::: Text shown

Showing 4 changed files with 39 additions and 21 deletions.
diff --git a/CHANGELOG.md b/CHANGELOG.md
@@ -27,6 +27,7 @@ The format is based on Keep a Changelog, and this project adheres to Semantic Ve
 - "Preview" link in markdown editor has "USA Blue" link text
 - Specify exact Python version in Dockerfile
 - Fix 2 broken cover images
+- preserve_heading_links function now accounts for multiple links preceding headings
 
 ## [1.25.0] - 2023-08-27
 

diff --git a/bloom_nofos/nofos/nofo.py b/bloom_nofos/nofos/nofo.py
@@ -1347,45 +1347,45 @@ def _transfer_id_and_decompose(heading, anchor):
     # List of all heading tags to check
     heading_tags = ["h1", "h2", "h3", "h4", "h5", "h6"]
 
-    # Store found empty anchors
-    heading_id_anchors = []
-    preceding_id_anchors = []
-
     # Check each heading tag
     for tag in heading_tags:
         # Find all heading tags in the document
         headings = soup.find_all(tag)

::::::

## [Instruction]
Can you extract the part of the diff that begins at "diff --git a/bloom_nofos/nofos/nofo.py" and stops after "headings = soup.find_all(tag)", copying it character for character?

::: Given material

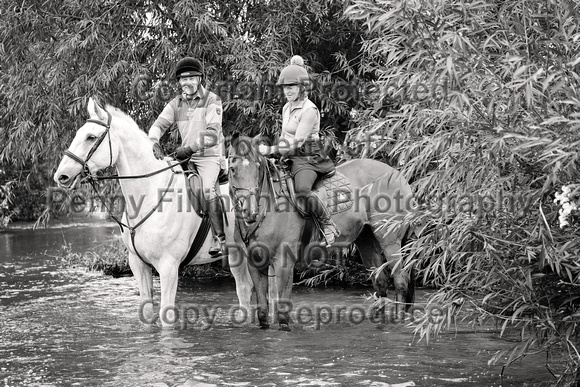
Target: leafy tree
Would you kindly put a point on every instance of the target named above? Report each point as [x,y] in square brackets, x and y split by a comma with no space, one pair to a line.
[55,55]
[480,109]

::::::

## [Response to this task]
diff --git a/bloom_nofos/nofos/nofo.py b/bloom_nofos/nofos/nofo.py
@@ -1347,45 +1347,45 @@ def _transfer_id_and_decompose(heading, anchor):
     # List of all heading tags to check
     heading_tags = ["h1", "h2", "h3", "h4", "h5", "h6"]
 
-    # Store found empty anchors
-    heading_id_anchors = []
-    preceding_id_anchors = []
-
     # Check each heading tag
     for tag in heading_tags:
         # Find all heading tags in the document
         headings = soup.find_all(tag)